* [Stored data entries]:
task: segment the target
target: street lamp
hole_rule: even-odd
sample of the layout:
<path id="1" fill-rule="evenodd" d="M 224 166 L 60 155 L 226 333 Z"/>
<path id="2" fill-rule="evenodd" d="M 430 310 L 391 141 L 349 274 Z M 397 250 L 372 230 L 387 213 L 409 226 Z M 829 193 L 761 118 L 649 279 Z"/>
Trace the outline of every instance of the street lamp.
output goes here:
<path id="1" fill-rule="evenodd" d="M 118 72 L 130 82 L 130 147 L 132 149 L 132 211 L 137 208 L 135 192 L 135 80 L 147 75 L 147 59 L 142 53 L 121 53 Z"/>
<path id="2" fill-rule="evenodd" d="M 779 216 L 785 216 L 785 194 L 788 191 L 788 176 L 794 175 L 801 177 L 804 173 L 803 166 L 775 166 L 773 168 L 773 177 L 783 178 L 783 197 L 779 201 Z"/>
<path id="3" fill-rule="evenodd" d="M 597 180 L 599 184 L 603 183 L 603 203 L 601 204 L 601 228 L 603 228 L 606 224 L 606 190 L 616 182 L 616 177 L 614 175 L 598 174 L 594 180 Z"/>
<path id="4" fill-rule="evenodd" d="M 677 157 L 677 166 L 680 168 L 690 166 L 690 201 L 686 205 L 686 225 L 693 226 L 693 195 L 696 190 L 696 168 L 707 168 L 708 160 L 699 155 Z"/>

* [Short task]: Rewrite the stretch from the start of the rows through the line containing "118 72 L 130", keeping the requests, and multiply every polygon coordinate in the answers by 1.35, rounding to whole numbers with halves rounded up.

* [Correct output]:
task: segment the target
target: street lamp
hole_rule: even-odd
sample of the layout:
<path id="1" fill-rule="evenodd" d="M 224 166 L 60 155 L 226 333 Z"/>
<path id="2" fill-rule="evenodd" d="M 430 310 L 391 141 L 349 274 Z M 397 250 L 372 230 L 387 213 L 409 226 Z M 829 193 L 761 118 L 649 279 Z"/>
Trace the outline of every instance of the street lamp.
output goes here:
<path id="1" fill-rule="evenodd" d="M 159 97 L 176 111 L 176 198 L 178 201 L 178 285 L 185 281 L 182 259 L 182 108 L 198 101 L 198 80 L 192 72 L 163 72 Z"/>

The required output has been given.